---------- PROVIDED TEXT ----------

A microRNA that plays a prominent role in atherosclerosis has been discovered by scientists. This finding offers a promising target for new therapies.
Atherosclerosis - otherwise known as hardening of the arteries - is a prevalent cause of death in modern societies.
The condition arises from the build-up of localized fatty deposits called plaques in the arteries.
Macrophages, the phagocytic cells of the immune system, migrate to these sites, inducing chronic inflammation which exacerbates the accumulation of the atherosclerotic lesions.
These can lead to obstruction of major vessels, causing heart attack and stroke.
A team of medical researchers led by LMU's Professor Andreas Schober has now identified a microRNA (miRNA) that helps initiate the inflammatory process.
miRNAs are short segments of RNA derived from longer precursors transcribed from defined stretches of the genomic DNA.

----------

> [QUESTIONS]
1. In the article about a microRNA's role in atherosclerosis, what are the localized fatty deposits that build up in the arteries called?
2. Write the next part of the article about the microRNA linked to atherosclerosis, continuing from its last sentence.

---------- GIVEN DATA ----------

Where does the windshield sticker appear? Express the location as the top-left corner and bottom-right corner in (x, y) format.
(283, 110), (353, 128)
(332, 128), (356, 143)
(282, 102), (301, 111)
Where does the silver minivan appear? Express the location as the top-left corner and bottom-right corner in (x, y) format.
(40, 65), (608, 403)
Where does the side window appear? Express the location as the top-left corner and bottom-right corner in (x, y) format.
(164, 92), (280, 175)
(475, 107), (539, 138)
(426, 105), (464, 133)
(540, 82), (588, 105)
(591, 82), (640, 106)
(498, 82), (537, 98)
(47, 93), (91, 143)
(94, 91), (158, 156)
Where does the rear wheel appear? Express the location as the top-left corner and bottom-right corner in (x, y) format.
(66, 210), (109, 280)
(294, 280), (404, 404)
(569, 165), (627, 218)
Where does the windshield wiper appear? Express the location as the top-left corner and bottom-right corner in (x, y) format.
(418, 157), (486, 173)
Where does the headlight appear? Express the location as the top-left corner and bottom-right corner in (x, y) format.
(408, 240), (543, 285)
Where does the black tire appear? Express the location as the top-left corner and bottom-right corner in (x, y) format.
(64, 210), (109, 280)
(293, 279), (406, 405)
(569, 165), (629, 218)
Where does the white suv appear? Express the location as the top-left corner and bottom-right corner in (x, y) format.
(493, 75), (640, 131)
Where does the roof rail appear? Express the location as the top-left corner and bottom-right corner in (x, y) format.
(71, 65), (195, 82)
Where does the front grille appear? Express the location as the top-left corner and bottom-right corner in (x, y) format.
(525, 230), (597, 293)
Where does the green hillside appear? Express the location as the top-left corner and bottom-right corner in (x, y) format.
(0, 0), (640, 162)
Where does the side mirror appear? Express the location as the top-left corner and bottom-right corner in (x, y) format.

----------

> [EXPECTED RESPONSES]
1. Plaques.

2.
They act as versatile regulators of gene expression in cells, and also control the function of macrophages, in which patterns of gene activity must respond rapidly to changes in the extracellular environment.
"However, the miRNAs that control the inflammation process during the various stages of atherosclerosis had not been identified up to now," Schober said.
In an earlier study, Schober and his team had shown that the microRNA miR-155 is a prominent member of the miRNA population in macrophages.
The molecule prevents the synthesis of a protein that inhibits the inflammatory reaction, and thus promotes the progression of atherosclerosis.